(The exercise):
Which of the lines below contain the word "arch"? Gather all of them and copy each one in full.

(The data):
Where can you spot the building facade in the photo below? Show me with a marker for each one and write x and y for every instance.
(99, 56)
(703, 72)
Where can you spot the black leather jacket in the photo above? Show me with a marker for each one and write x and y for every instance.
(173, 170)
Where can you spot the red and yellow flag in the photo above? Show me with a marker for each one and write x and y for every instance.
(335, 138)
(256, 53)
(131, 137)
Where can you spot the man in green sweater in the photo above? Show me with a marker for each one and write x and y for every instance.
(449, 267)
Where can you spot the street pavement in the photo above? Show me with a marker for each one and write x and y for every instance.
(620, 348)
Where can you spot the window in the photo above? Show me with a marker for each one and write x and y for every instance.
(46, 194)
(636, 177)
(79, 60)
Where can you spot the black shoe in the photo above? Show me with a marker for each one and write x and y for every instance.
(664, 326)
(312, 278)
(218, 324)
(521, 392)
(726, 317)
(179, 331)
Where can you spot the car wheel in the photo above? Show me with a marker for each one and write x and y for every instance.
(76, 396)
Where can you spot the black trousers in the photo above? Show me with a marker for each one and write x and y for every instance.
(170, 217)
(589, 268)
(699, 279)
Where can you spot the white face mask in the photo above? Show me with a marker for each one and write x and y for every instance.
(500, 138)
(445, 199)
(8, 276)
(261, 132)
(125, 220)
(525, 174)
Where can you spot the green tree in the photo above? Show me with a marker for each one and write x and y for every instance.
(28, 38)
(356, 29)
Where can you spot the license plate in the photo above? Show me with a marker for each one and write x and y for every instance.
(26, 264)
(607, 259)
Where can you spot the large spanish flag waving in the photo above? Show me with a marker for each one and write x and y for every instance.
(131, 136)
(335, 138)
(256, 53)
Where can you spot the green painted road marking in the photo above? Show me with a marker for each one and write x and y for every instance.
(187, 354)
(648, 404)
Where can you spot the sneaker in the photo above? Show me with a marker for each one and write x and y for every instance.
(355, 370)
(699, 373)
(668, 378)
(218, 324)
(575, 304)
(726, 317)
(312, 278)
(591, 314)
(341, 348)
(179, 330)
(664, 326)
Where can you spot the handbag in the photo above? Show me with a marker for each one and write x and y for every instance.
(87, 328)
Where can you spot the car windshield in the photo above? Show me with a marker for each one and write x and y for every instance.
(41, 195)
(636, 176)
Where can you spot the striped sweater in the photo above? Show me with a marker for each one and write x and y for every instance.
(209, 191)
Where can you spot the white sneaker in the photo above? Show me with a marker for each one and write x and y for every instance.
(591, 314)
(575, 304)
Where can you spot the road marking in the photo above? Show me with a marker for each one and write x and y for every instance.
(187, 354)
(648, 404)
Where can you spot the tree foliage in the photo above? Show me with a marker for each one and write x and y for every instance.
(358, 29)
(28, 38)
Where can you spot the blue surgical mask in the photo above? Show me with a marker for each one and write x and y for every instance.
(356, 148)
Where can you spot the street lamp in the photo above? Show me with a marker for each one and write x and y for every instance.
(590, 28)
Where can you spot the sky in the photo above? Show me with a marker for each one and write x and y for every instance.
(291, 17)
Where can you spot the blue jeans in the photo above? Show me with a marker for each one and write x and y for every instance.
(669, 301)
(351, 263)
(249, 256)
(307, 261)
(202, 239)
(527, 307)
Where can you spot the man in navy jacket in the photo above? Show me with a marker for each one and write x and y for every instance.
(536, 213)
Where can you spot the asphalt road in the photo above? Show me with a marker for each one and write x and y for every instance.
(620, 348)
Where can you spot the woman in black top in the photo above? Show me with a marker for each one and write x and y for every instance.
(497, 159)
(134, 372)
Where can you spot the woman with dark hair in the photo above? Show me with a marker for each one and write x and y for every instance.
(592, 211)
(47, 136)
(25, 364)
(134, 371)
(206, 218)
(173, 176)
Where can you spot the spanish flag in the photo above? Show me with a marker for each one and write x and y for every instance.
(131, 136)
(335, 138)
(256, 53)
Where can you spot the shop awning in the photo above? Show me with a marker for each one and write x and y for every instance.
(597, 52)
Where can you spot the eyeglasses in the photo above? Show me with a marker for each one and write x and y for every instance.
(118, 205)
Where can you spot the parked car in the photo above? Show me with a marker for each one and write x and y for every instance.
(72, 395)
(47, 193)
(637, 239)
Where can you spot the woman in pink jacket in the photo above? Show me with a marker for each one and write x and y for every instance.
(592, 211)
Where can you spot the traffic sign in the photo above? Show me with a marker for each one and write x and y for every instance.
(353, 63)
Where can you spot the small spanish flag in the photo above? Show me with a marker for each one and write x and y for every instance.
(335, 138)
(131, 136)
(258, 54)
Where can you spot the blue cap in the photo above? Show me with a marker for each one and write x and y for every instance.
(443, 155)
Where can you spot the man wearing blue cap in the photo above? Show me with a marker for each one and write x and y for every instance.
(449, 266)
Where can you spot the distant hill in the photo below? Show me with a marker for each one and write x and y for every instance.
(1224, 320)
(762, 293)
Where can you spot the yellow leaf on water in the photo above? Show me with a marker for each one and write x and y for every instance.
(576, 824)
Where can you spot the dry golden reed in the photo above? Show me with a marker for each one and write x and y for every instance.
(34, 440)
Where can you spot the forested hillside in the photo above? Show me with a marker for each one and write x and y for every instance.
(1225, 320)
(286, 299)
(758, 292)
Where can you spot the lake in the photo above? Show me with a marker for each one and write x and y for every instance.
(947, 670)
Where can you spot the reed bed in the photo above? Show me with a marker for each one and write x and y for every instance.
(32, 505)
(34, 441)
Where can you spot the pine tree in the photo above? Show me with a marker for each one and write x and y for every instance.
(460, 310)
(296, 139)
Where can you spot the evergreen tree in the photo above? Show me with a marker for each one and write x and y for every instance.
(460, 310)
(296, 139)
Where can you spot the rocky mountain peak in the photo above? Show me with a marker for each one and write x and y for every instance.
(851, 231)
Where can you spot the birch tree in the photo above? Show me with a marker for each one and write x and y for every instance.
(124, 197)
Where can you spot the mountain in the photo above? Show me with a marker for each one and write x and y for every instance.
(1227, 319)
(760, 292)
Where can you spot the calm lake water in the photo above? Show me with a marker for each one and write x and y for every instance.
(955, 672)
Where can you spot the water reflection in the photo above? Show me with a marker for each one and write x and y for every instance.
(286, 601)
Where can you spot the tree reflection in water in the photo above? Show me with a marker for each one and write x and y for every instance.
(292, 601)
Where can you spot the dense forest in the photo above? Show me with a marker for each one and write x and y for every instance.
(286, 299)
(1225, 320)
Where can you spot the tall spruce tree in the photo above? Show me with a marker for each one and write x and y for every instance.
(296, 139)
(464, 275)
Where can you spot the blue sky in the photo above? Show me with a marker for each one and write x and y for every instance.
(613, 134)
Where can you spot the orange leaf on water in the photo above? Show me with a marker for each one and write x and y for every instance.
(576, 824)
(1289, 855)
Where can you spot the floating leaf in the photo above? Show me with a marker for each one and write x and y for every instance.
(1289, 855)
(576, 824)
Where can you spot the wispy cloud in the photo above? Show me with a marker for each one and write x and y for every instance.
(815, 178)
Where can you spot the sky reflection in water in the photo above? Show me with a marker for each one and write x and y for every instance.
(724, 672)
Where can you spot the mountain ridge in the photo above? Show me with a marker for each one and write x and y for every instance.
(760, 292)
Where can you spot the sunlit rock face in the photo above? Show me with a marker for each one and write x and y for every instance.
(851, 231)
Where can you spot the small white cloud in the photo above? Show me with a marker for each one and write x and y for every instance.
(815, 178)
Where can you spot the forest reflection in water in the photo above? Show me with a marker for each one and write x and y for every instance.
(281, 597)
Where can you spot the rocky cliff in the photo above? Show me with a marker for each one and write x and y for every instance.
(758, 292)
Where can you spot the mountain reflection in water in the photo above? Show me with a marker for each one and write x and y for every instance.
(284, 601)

--

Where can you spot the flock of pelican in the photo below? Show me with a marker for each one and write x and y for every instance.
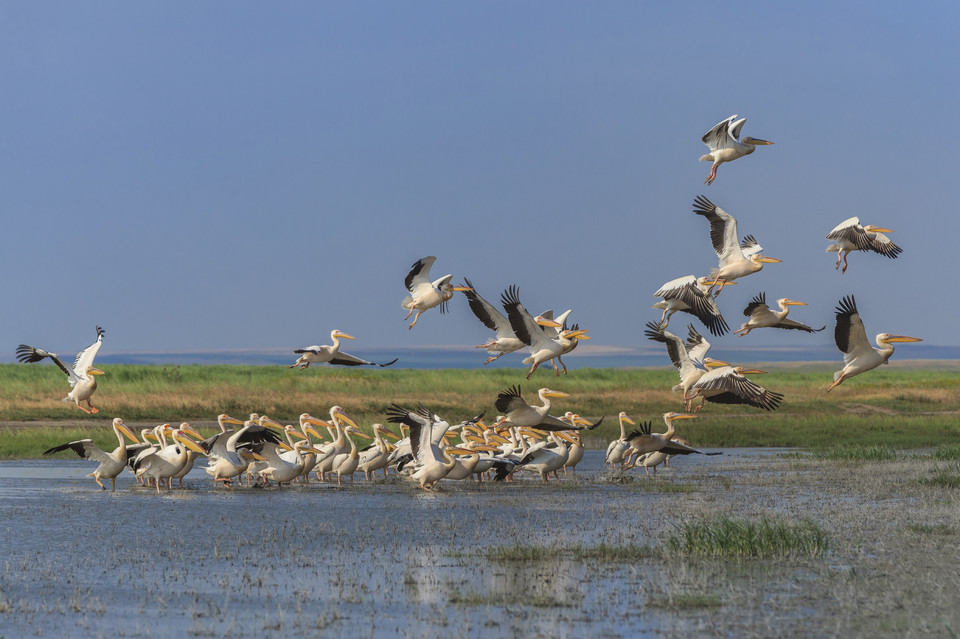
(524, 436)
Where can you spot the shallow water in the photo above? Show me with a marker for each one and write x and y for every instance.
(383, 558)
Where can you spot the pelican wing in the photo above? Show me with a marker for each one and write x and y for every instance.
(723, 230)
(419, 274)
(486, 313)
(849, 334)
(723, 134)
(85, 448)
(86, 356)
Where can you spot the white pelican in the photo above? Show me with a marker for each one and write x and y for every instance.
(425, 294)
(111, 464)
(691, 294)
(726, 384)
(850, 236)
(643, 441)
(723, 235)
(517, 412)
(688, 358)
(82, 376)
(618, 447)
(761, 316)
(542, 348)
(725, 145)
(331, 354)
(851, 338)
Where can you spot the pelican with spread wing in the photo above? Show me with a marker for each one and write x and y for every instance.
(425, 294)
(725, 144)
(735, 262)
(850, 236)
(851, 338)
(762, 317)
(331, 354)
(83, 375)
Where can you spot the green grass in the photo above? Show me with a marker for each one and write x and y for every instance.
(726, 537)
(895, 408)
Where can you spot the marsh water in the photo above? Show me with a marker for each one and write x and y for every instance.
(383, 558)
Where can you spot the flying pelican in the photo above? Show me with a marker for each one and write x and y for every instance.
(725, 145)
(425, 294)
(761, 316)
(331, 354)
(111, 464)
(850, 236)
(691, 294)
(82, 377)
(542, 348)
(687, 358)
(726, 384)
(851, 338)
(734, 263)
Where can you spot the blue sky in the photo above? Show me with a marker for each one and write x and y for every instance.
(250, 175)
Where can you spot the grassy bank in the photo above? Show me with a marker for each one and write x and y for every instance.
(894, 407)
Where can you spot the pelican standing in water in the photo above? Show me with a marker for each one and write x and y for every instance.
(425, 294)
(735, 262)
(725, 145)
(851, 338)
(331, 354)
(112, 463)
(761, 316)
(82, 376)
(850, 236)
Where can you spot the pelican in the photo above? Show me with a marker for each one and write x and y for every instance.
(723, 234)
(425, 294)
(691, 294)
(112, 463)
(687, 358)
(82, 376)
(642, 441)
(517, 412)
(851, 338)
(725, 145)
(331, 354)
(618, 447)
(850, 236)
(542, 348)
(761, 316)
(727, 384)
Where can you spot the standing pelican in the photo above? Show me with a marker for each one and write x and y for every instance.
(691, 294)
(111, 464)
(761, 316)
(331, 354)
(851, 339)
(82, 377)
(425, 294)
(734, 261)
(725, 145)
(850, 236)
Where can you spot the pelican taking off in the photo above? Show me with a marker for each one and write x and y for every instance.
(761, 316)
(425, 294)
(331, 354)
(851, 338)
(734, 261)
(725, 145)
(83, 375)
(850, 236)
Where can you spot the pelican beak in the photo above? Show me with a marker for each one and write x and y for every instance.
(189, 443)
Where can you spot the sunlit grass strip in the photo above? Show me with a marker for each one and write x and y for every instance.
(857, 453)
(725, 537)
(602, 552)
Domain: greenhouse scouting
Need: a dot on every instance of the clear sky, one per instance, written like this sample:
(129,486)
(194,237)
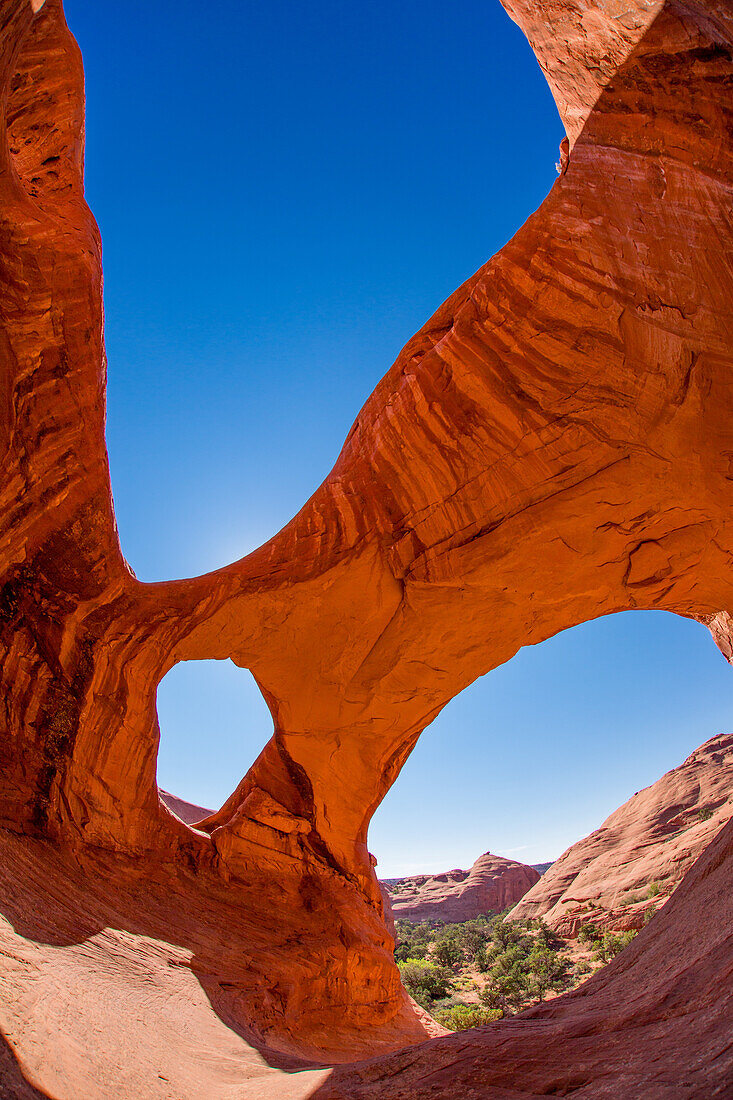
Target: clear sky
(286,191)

...

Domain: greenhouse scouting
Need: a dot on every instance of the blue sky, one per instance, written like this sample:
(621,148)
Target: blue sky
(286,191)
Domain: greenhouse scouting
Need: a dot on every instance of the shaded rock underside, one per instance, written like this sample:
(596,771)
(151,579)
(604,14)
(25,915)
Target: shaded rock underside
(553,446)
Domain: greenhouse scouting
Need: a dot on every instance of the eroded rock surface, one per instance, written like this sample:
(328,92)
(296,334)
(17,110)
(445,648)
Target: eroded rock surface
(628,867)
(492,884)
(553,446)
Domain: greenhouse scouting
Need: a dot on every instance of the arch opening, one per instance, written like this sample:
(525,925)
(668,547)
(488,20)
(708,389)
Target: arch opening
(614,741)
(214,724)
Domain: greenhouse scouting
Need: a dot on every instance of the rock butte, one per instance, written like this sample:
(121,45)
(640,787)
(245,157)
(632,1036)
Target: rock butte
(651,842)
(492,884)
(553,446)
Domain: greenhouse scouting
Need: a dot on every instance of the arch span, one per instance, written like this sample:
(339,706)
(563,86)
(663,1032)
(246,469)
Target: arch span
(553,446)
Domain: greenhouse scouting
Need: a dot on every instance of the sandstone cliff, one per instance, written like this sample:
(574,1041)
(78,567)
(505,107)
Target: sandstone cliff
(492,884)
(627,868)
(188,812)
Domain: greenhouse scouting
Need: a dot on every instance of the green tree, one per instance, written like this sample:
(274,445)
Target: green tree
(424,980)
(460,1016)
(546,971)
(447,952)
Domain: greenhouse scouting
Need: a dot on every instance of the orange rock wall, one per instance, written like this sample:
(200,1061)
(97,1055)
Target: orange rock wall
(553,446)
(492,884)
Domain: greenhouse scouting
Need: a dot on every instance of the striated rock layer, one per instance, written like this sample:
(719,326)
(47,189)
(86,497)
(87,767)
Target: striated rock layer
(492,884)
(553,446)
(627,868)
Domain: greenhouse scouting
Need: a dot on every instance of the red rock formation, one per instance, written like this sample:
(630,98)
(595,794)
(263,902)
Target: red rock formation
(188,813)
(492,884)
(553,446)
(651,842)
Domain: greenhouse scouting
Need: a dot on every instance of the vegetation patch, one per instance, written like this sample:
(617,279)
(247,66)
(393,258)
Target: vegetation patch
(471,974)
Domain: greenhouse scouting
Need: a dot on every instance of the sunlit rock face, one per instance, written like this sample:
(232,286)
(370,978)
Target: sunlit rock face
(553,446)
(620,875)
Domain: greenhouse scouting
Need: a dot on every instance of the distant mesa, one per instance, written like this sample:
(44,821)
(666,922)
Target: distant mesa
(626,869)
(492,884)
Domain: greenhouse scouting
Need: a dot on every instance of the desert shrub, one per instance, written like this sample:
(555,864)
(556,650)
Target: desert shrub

(Answer to this problem):
Need: a dot on every instance of the arch opening, one per instance, written like this sample:
Target: arch opening
Need: a dot on every instance of the arch span, one per instance, written like this sample:
Target: arch span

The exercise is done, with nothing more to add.